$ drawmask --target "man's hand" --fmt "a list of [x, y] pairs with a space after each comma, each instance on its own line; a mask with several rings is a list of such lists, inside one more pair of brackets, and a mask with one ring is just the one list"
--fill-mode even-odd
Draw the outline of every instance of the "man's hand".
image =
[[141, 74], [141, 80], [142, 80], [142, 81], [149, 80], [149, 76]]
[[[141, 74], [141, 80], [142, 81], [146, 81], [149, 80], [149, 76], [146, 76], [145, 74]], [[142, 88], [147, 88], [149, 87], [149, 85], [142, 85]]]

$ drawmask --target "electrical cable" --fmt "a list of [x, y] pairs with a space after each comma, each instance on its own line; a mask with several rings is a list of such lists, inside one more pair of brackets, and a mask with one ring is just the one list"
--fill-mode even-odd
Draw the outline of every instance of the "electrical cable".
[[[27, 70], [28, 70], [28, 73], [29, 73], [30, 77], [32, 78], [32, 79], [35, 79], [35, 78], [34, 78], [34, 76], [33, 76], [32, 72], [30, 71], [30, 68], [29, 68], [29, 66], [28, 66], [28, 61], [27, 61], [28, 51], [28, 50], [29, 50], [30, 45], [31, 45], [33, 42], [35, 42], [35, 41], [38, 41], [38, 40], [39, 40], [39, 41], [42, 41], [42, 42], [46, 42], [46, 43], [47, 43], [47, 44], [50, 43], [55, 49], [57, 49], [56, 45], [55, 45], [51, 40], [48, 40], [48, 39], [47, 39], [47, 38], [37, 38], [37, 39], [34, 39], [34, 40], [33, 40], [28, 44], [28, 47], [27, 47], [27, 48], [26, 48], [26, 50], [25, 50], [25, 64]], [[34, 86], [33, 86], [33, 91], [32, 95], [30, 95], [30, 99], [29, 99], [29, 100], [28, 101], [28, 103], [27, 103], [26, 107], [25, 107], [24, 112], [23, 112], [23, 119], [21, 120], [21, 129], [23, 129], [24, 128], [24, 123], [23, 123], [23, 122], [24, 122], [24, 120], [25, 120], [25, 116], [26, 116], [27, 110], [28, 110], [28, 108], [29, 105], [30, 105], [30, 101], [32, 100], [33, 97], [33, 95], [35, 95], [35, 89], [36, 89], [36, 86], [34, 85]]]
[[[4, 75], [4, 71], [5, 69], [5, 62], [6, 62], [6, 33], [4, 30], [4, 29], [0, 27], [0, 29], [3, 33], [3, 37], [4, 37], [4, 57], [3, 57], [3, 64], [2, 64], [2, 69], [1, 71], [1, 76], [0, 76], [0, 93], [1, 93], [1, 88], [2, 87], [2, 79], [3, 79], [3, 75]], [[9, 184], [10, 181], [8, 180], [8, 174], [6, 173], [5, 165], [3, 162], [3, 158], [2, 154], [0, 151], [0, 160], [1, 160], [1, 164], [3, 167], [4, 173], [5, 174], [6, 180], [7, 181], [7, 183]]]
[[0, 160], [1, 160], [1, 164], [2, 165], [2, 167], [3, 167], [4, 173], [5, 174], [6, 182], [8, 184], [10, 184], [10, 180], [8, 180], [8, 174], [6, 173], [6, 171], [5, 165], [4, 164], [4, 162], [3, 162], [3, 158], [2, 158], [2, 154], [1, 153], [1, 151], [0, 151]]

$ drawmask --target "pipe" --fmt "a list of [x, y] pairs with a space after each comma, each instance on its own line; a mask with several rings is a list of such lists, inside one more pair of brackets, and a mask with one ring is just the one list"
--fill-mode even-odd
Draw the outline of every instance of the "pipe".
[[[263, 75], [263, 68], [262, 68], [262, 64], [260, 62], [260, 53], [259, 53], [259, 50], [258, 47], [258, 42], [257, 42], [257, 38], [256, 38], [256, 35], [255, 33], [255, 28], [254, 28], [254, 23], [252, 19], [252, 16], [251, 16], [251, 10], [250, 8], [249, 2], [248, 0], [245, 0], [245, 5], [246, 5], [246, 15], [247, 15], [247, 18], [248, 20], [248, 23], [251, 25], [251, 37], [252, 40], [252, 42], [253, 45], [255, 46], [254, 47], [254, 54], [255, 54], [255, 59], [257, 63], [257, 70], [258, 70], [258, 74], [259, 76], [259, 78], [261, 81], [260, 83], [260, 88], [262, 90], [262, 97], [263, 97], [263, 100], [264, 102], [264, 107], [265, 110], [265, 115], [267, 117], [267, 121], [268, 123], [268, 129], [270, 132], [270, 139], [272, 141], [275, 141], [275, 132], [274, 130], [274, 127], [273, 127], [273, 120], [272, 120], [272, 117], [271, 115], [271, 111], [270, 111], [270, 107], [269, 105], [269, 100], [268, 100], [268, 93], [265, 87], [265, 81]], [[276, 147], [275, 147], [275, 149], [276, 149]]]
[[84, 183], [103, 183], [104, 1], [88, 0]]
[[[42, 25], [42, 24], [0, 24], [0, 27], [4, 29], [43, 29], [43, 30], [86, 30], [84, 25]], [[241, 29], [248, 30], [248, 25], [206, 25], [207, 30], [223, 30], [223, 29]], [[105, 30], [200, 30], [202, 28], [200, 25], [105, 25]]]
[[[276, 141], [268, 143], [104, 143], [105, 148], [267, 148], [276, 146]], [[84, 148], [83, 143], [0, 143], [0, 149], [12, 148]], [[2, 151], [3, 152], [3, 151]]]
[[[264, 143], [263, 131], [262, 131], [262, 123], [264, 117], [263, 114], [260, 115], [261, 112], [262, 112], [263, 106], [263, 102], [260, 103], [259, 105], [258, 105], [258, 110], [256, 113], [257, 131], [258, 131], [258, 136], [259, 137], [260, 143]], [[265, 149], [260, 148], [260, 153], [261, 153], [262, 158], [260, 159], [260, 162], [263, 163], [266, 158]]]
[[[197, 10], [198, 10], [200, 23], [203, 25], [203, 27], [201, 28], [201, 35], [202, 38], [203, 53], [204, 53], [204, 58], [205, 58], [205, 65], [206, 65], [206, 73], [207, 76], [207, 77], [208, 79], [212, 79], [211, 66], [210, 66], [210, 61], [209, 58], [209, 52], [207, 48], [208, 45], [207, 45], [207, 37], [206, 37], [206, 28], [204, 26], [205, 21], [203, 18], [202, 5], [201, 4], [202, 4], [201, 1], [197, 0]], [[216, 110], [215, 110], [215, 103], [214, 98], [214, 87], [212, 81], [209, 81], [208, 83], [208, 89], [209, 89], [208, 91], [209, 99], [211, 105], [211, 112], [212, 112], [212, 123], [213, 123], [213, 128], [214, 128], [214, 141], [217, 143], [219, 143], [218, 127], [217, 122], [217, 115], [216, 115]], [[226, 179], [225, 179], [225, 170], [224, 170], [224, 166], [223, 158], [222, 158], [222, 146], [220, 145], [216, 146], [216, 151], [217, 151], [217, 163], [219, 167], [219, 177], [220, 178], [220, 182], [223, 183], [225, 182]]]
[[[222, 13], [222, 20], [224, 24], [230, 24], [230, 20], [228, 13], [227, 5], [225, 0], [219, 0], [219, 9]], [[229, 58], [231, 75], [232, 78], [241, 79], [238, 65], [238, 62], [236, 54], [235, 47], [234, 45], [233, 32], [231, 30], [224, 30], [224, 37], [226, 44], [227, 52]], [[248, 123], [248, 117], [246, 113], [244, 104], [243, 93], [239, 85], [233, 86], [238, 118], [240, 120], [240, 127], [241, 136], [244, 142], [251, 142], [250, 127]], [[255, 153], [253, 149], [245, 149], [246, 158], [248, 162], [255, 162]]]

--- Given exercise ---
Pull out every line of the items above that contains the word "pipe", and copy each one unchanged.

--- Exercise response ---
$ drawmask --target "pipe" --fmt "a list of [x, y] pairs with a space after each comma, each instance on its own line; a mask with several rings is a list of such lists, inside one more pair of brackets, and a mask with one ring is just the one list"
Draw the outline of every instance of the "pipe".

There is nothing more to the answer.